Exercise details = Copy out every entry precisely.

Dataset records:
┌──
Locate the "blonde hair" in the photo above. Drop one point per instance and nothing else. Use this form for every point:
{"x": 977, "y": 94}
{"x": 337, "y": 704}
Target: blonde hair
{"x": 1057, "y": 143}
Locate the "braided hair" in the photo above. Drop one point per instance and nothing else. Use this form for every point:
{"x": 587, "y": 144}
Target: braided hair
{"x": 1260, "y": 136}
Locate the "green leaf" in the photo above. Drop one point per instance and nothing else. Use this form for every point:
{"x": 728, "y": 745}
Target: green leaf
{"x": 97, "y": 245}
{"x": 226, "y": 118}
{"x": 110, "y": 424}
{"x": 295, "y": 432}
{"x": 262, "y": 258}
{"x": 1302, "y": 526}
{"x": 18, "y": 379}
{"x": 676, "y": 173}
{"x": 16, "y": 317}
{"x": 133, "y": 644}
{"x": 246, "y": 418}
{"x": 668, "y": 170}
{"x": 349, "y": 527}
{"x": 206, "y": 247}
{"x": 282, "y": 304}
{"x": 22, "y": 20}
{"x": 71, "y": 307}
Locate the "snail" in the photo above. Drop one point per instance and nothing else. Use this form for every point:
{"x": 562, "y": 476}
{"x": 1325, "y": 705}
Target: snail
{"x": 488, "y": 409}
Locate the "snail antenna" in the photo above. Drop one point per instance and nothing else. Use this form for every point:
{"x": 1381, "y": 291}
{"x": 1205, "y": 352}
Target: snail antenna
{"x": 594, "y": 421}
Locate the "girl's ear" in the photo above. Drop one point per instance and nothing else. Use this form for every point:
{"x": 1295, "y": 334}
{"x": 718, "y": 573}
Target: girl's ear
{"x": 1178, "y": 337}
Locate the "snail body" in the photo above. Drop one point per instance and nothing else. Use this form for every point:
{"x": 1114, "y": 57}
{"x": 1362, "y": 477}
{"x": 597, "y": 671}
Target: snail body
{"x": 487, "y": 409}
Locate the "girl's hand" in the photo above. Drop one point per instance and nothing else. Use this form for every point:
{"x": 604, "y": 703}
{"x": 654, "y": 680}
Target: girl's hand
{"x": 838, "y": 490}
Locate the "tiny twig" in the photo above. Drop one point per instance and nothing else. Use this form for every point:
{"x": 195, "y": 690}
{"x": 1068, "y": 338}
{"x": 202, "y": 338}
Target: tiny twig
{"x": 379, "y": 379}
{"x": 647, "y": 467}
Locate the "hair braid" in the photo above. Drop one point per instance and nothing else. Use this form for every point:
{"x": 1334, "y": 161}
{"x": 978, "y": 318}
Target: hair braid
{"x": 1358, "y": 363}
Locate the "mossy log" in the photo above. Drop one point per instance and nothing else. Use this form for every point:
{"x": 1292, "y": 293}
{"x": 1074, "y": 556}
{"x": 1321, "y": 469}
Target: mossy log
└──
Reply to the exercise =
Locate the "blonde hair" in the photo above. Drop one point per instance and nothing else. Use this form for every point:
{"x": 977, "y": 94}
{"x": 337, "y": 704}
Target: blonde hair
{"x": 1057, "y": 143}
Locate the "braided hair" in the photo above. Drop one point per instance and nothing else. Use this form for every point:
{"x": 587, "y": 144}
Target: braided hair
{"x": 1260, "y": 136}
Locate the "green leaf" in the photo above. Drop one point per instance and nothing else. Use this form for every point:
{"x": 728, "y": 745}
Target: green leaf
{"x": 97, "y": 245}
{"x": 226, "y": 118}
{"x": 110, "y": 424}
{"x": 295, "y": 432}
{"x": 262, "y": 258}
{"x": 1302, "y": 526}
{"x": 18, "y": 379}
{"x": 676, "y": 173}
{"x": 16, "y": 317}
{"x": 133, "y": 644}
{"x": 246, "y": 418}
{"x": 668, "y": 170}
{"x": 349, "y": 527}
{"x": 206, "y": 247}
{"x": 282, "y": 304}
{"x": 22, "y": 20}
{"x": 71, "y": 307}
Locate the "snail" in the photo above. Drop one point per instance and nothing else. Use this form for every point:
{"x": 562, "y": 476}
{"x": 1325, "y": 705}
Target: snail
{"x": 488, "y": 409}
Locate the "snail antenna" in the photo above. Drop one point per instance and nothing else. Use this form for every point:
{"x": 1381, "y": 291}
{"x": 1205, "y": 352}
Target: snail antenna
{"x": 594, "y": 421}
Locate the "girl's ear" in the photo above. Drop one point per instance and nothing else. Use this form for every point:
{"x": 1295, "y": 334}
{"x": 718, "y": 573}
Target: girl's ear
{"x": 1178, "y": 337}
Locate the "snail body" in the photo above. Drop one point per instance and nothing else. Use this form for every point:
{"x": 1114, "y": 57}
{"x": 1362, "y": 477}
{"x": 597, "y": 671}
Target: snail body
{"x": 487, "y": 409}
Locate the "girl's hand" in the photo above. Drop one point per instance and nothing else. Use this form for every point:
{"x": 604, "y": 703}
{"x": 654, "y": 680}
Target: girl's hand
{"x": 838, "y": 490}
Locate the "tiny twig" in the photo above. Drop one point per instance and nothing else. Use this form for every point:
{"x": 195, "y": 690}
{"x": 1068, "y": 338}
{"x": 202, "y": 338}
Target: tiny twig
{"x": 379, "y": 379}
{"x": 647, "y": 467}
Locate the "hair braid" in the photo above. Drop one point per instance and nothing else. Use this form for every point:
{"x": 1334, "y": 161}
{"x": 978, "y": 318}
Target: hair braid
{"x": 1358, "y": 363}
Locate the "mossy log" in the photo above. Drop one point per instance and nothing else. Use this form for every point:
{"x": 1292, "y": 293}
{"x": 1074, "y": 556}
{"x": 1321, "y": 469}
Target: mossy log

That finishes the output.